Written task> Beginning with the line where "Find the wrought" appears, restate the lines word for word through the last one in the listing.
↓
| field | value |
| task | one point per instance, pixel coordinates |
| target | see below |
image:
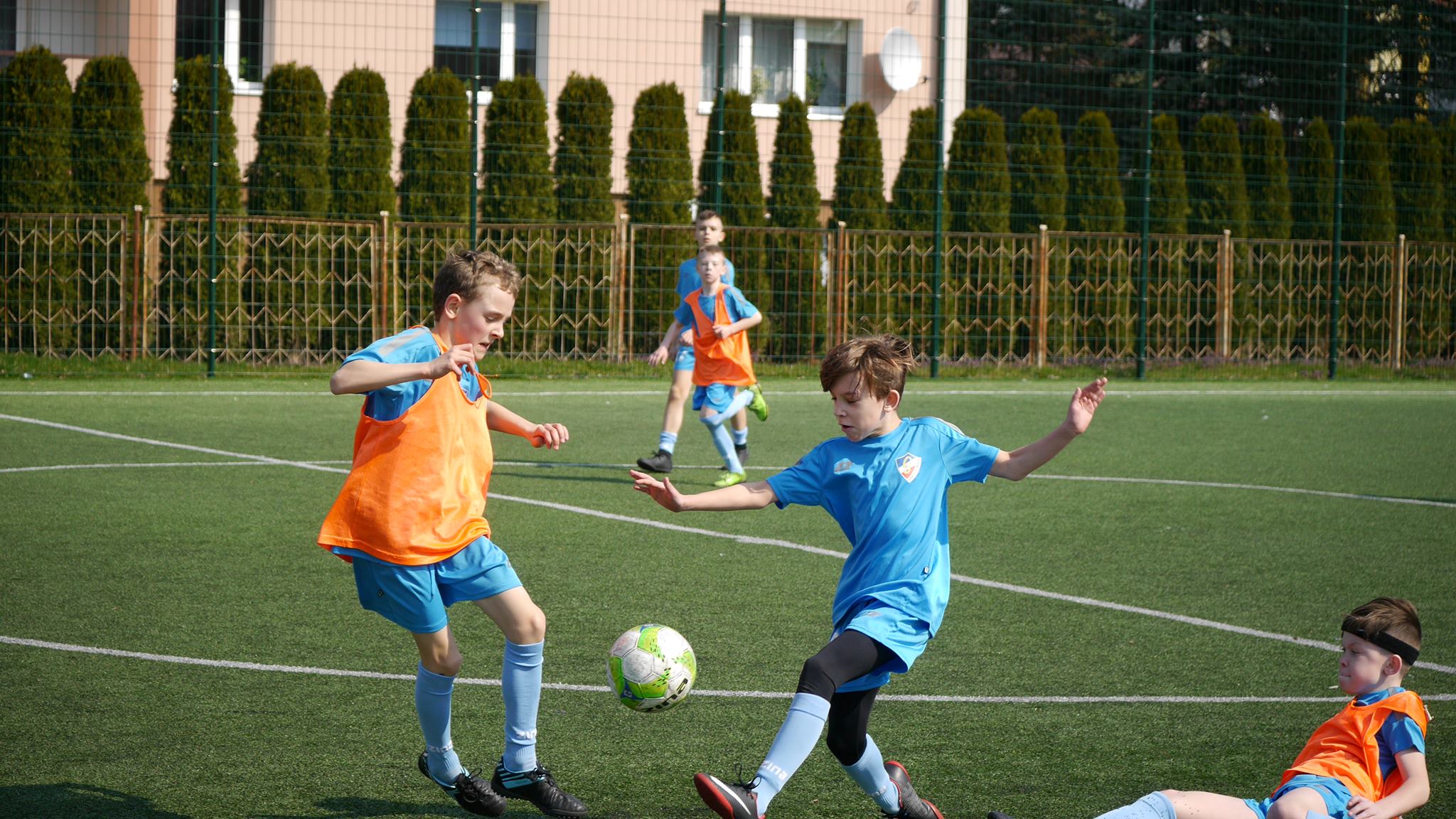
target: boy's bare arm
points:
(1413, 793)
(1021, 462)
(360, 376)
(744, 496)
(501, 420)
(665, 347)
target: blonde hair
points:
(882, 362)
(464, 273)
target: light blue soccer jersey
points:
(415, 346)
(737, 304)
(889, 496)
(687, 279)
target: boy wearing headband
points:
(1365, 763)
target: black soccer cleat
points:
(537, 787)
(469, 792)
(911, 805)
(660, 462)
(730, 801)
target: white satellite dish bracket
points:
(900, 60)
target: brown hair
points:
(882, 362)
(1391, 616)
(466, 272)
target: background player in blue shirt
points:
(708, 229)
(886, 486)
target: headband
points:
(1385, 640)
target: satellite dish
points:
(900, 59)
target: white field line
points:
(765, 541)
(1062, 392)
(696, 692)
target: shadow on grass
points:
(72, 799)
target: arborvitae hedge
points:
(434, 159)
(860, 176)
(912, 197)
(978, 183)
(1168, 186)
(794, 200)
(1314, 183)
(1265, 172)
(516, 169)
(1216, 187)
(1447, 133)
(1369, 196)
(1415, 169)
(36, 134)
(360, 146)
(584, 152)
(742, 180)
(108, 139)
(290, 173)
(660, 168)
(660, 190)
(190, 143)
(1039, 181)
(1096, 201)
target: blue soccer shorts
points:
(715, 395)
(685, 359)
(1334, 793)
(903, 634)
(417, 596)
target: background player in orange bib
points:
(411, 519)
(1365, 763)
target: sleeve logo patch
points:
(909, 465)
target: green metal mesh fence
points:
(1015, 184)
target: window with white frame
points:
(507, 40)
(242, 38)
(771, 57)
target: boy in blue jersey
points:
(708, 229)
(411, 520)
(718, 316)
(1365, 763)
(886, 486)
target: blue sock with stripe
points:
(724, 444)
(522, 690)
(1152, 806)
(871, 777)
(797, 738)
(433, 706)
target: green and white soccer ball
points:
(651, 668)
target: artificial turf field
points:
(1057, 687)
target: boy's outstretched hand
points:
(661, 491)
(1083, 405)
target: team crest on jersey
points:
(909, 466)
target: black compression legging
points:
(850, 656)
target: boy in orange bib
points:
(719, 316)
(411, 520)
(1365, 763)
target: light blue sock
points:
(522, 690)
(433, 705)
(739, 402)
(871, 777)
(1152, 806)
(797, 737)
(724, 442)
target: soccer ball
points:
(651, 668)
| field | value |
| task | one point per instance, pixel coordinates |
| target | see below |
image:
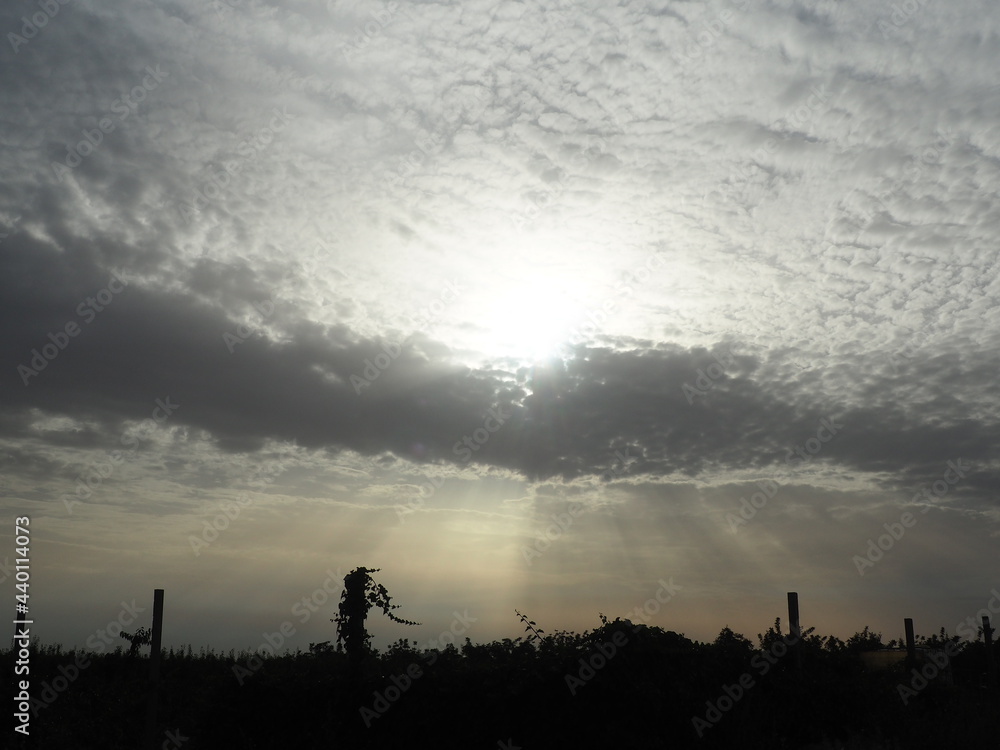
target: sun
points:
(530, 319)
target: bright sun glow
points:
(532, 320)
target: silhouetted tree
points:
(141, 637)
(360, 594)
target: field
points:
(619, 685)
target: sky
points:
(655, 310)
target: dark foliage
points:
(551, 691)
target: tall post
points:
(153, 701)
(794, 628)
(911, 644)
(991, 661)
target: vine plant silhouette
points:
(361, 593)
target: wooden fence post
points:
(153, 700)
(911, 644)
(991, 662)
(794, 628)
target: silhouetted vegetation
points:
(619, 685)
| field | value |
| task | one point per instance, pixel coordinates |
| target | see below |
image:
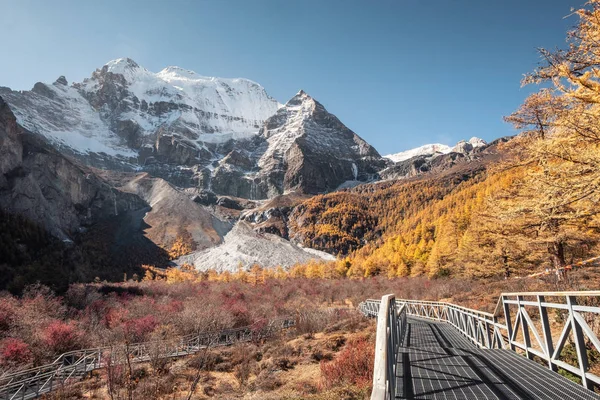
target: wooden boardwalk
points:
(435, 361)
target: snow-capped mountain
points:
(302, 147)
(437, 149)
(224, 135)
(123, 108)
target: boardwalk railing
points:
(31, 383)
(391, 328)
(523, 322)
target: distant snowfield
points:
(214, 110)
(432, 149)
(242, 245)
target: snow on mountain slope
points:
(242, 245)
(122, 108)
(420, 151)
(435, 149)
(61, 114)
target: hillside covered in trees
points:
(535, 206)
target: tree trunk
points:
(557, 254)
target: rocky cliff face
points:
(39, 183)
(301, 148)
(223, 135)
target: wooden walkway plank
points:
(438, 362)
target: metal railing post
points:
(582, 358)
(547, 332)
(508, 322)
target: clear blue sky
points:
(400, 73)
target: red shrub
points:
(7, 313)
(137, 330)
(353, 365)
(61, 337)
(14, 352)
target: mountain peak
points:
(437, 149)
(300, 98)
(120, 64)
(178, 72)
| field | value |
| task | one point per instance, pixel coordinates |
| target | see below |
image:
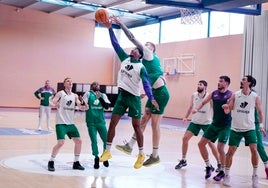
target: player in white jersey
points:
(200, 121)
(243, 104)
(65, 102)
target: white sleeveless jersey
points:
(243, 113)
(65, 113)
(129, 77)
(203, 116)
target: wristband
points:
(261, 125)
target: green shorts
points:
(161, 96)
(221, 133)
(126, 100)
(63, 129)
(249, 136)
(195, 128)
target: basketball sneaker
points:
(106, 155)
(209, 170)
(139, 161)
(50, 166)
(77, 166)
(151, 161)
(96, 163)
(218, 168)
(181, 164)
(124, 148)
(255, 181)
(106, 163)
(219, 176)
(226, 181)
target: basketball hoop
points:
(190, 16)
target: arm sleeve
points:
(119, 51)
(36, 94)
(146, 84)
(147, 54)
(114, 41)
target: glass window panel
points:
(174, 30)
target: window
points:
(223, 23)
(174, 30)
(143, 34)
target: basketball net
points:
(191, 16)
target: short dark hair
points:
(252, 81)
(140, 52)
(203, 82)
(226, 79)
(153, 45)
(93, 83)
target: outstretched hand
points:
(226, 108)
(263, 132)
(108, 23)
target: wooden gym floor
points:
(24, 158)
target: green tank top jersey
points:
(219, 117)
(153, 68)
(95, 112)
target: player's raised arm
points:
(128, 33)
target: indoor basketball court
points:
(53, 39)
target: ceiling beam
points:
(229, 4)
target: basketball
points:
(101, 15)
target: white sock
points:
(155, 152)
(132, 141)
(76, 158)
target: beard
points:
(95, 89)
(200, 90)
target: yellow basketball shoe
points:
(106, 155)
(140, 160)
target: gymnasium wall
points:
(36, 46)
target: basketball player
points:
(95, 120)
(220, 127)
(259, 132)
(200, 121)
(65, 102)
(43, 95)
(160, 92)
(130, 75)
(243, 104)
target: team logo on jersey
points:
(129, 67)
(68, 103)
(243, 104)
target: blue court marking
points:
(108, 115)
(9, 131)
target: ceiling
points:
(135, 12)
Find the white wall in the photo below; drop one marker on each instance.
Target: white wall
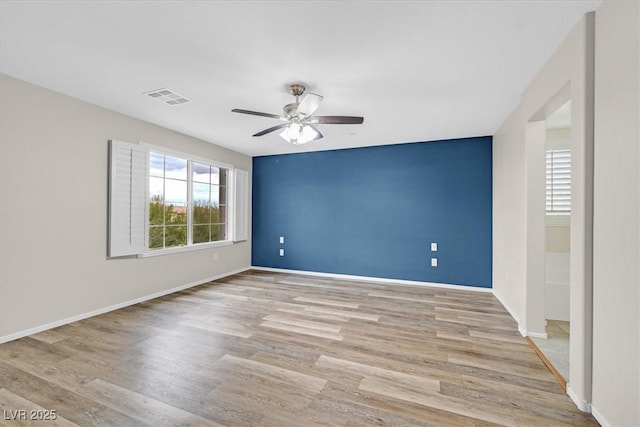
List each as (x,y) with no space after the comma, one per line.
(616,278)
(518,222)
(53,211)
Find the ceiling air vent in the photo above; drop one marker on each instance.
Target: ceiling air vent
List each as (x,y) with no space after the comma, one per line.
(167,96)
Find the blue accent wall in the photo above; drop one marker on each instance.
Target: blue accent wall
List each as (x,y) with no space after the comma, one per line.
(375,211)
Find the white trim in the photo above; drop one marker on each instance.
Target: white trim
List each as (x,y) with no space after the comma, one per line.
(583,405)
(179,249)
(114,307)
(599,417)
(374,279)
(521,329)
(557,220)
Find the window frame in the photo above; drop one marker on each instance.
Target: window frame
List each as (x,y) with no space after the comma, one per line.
(230,205)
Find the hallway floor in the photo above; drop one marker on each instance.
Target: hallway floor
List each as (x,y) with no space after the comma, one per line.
(556,346)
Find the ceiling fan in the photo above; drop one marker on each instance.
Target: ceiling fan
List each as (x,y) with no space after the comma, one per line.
(299,119)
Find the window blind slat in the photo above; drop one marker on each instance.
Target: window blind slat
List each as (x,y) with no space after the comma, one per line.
(127,191)
(558,181)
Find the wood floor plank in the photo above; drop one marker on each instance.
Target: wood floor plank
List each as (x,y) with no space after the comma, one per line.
(275,349)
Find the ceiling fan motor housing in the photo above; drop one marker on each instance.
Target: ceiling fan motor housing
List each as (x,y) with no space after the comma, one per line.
(290,110)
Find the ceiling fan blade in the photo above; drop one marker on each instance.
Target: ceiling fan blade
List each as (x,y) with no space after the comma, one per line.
(339,120)
(309,104)
(271,129)
(256,113)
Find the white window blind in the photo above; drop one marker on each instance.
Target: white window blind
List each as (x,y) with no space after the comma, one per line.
(127,198)
(559,181)
(241,187)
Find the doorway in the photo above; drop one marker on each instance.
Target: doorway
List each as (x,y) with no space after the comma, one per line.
(555,346)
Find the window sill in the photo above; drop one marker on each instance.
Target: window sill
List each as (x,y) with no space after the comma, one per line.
(181,249)
(558,220)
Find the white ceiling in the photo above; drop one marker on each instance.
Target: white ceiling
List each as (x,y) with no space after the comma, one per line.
(417,71)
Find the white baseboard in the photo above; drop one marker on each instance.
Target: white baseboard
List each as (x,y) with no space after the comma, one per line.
(521,329)
(599,417)
(583,405)
(41,328)
(374,279)
(544,336)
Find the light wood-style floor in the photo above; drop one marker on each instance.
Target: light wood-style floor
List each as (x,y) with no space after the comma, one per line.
(268,349)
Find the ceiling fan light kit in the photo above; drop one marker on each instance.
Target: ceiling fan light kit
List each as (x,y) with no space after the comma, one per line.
(298,117)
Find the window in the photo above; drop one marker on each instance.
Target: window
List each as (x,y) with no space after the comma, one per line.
(187,202)
(163,202)
(559,182)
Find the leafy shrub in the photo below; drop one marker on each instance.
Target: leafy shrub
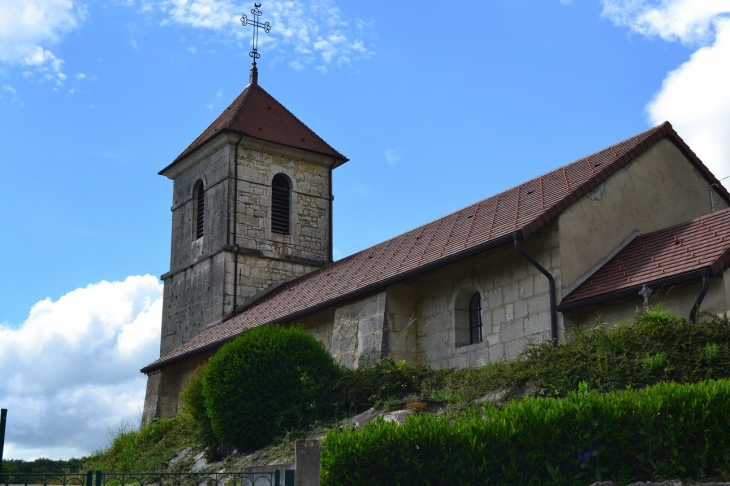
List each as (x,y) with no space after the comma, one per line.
(194,403)
(656,363)
(148,448)
(265,382)
(664,431)
(357,390)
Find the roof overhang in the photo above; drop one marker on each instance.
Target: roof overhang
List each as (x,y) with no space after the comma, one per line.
(231,137)
(633,291)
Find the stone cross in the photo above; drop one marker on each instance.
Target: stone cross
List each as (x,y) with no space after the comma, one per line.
(646,293)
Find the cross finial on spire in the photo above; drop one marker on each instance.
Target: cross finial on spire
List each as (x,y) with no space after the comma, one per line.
(254,77)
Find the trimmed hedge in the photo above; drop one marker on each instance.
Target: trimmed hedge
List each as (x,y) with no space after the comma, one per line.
(664,431)
(267,381)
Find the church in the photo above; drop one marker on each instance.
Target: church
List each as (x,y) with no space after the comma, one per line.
(637,223)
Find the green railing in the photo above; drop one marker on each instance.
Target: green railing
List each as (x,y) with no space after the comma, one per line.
(272,478)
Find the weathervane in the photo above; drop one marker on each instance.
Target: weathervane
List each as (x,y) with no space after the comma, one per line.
(255,41)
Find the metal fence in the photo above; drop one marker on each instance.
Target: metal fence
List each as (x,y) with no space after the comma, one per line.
(99,478)
(48,479)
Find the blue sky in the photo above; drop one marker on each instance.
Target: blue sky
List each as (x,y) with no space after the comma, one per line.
(437,106)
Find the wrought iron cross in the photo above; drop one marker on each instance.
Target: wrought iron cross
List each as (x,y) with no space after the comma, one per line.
(646,293)
(256,26)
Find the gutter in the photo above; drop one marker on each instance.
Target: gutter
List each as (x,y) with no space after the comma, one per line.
(368,290)
(553,313)
(705,286)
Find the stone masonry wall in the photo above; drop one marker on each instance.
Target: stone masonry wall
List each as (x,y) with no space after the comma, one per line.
↑
Task output>
Find the wrought iron cross in the photo above; drop one marker on each instance.
Target: wrought iron cross
List each as (x,y) with no space after the comma, one per line.
(646,293)
(256,26)
Find the gutter in the photo above; drop one marker on each instance.
Target: gutter
List each as (x,y) with no space after the comma, one per line.
(368,290)
(553,313)
(705,286)
Find the stone masonry wall in the photo above; drop one marker on each instance.
Target: stone masonry wall
List each as (x,y) with no space after the comma, one per line.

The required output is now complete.